■ **练习数据**
__________

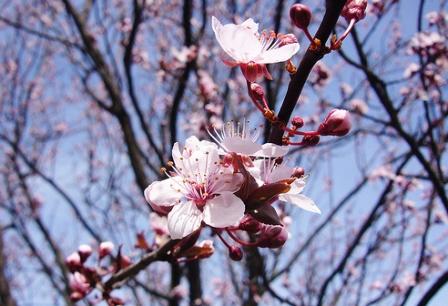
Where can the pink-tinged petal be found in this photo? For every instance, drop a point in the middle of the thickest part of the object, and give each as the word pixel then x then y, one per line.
pixel 301 201
pixel 277 55
pixel 164 193
pixel 183 220
pixel 239 145
pixel 272 150
pixel 227 183
pixel 224 210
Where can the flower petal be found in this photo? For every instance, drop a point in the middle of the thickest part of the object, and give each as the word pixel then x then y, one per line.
pixel 239 41
pixel 227 182
pixel 239 145
pixel 224 210
pixel 277 55
pixel 183 220
pixel 165 193
pixel 301 201
pixel 271 150
pixel 297 186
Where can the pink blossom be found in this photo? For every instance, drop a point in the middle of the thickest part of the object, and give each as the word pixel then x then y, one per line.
pixel 267 171
pixel 250 50
pixel 106 248
pixel 300 15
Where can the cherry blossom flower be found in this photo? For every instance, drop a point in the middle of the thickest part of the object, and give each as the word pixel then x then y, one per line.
pixel 238 138
pixel 200 189
pixel 267 171
pixel 251 50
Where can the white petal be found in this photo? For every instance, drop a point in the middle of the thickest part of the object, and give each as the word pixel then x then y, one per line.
pixel 165 193
pixel 301 201
pixel 272 150
pixel 241 146
pixel 277 55
pixel 238 41
pixel 224 210
pixel 297 186
pixel 250 24
pixel 183 220
pixel 227 182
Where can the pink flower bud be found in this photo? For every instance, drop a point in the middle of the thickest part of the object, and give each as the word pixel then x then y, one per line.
pixel 273 236
pixel 337 123
pixel 84 251
pixel 79 283
pixel 73 262
pixel 235 253
pixel 297 122
pixel 286 39
pixel 354 9
pixel 253 71
pixel 300 15
pixel 249 224
pixel 256 91
pixel 106 248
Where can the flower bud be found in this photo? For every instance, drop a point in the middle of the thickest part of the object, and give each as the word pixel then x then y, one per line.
pixel 300 15
pixel 106 248
pixel 73 262
pixel 235 253
pixel 297 122
pixel 84 251
pixel 79 283
pixel 273 236
pixel 256 91
pixel 310 140
pixel 298 172
pixel 337 123
pixel 249 224
pixel 354 9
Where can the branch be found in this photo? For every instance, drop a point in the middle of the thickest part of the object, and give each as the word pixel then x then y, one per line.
pixel 310 58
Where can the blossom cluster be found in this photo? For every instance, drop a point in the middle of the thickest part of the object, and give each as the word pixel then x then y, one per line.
pixel 229 185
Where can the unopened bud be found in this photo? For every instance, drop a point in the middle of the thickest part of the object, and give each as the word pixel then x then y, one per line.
pixel 253 71
pixel 257 91
pixel 73 262
pixel 106 248
pixel 337 123
pixel 298 172
pixel 235 253
pixel 300 15
pixel 297 122
pixel 310 140
pixel 273 236
pixel 249 224
pixel 84 251
pixel 354 9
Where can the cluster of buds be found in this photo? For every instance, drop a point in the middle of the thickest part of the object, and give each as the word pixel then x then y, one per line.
pixel 231 186
pixel 84 278
pixel 353 11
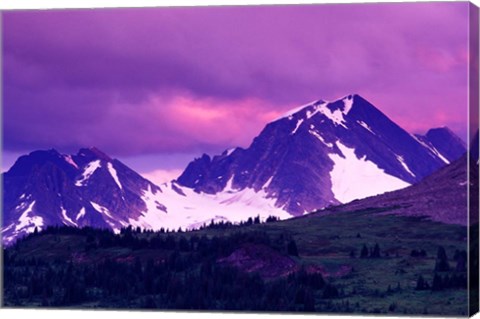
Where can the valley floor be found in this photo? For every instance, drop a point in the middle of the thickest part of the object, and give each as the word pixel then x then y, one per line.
pixel 349 262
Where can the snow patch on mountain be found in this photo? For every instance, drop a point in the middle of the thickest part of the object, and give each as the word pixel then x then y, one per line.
pixel 197 209
pixel 113 172
pixel 355 178
pixel 431 148
pixel 335 116
pixel 405 166
pixel 89 170
pixel 299 122
pixel 80 214
pixel 365 126
pixel 320 138
pixel 69 160
pixel 103 210
pixel 348 103
pixel 28 223
pixel 67 220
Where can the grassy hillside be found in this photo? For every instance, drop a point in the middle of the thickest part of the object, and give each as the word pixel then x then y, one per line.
pixel 357 261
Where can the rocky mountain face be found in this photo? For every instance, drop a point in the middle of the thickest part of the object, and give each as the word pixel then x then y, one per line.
pixel 325 154
pixel 319 155
pixel 442 196
pixel 86 189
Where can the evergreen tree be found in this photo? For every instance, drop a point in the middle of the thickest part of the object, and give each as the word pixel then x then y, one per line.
pixel 364 252
pixel 442 260
pixel 292 248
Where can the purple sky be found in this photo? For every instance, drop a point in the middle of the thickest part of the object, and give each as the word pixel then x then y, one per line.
pixel 155 87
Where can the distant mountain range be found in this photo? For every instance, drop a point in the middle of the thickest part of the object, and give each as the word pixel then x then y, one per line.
pixel 321 154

__________

■ **待完成任务**
逐字抄写条目中从含有“Where can the distant”的那一行起、直到条目末尾的部分，首尾两行都要包括在内。

■ **参考答案**
Where can the distant mountain range be found in this photo? For every instance, drop a point in the middle of the thickest part of the object, and give each as the word pixel then x then y, one per line.
pixel 321 154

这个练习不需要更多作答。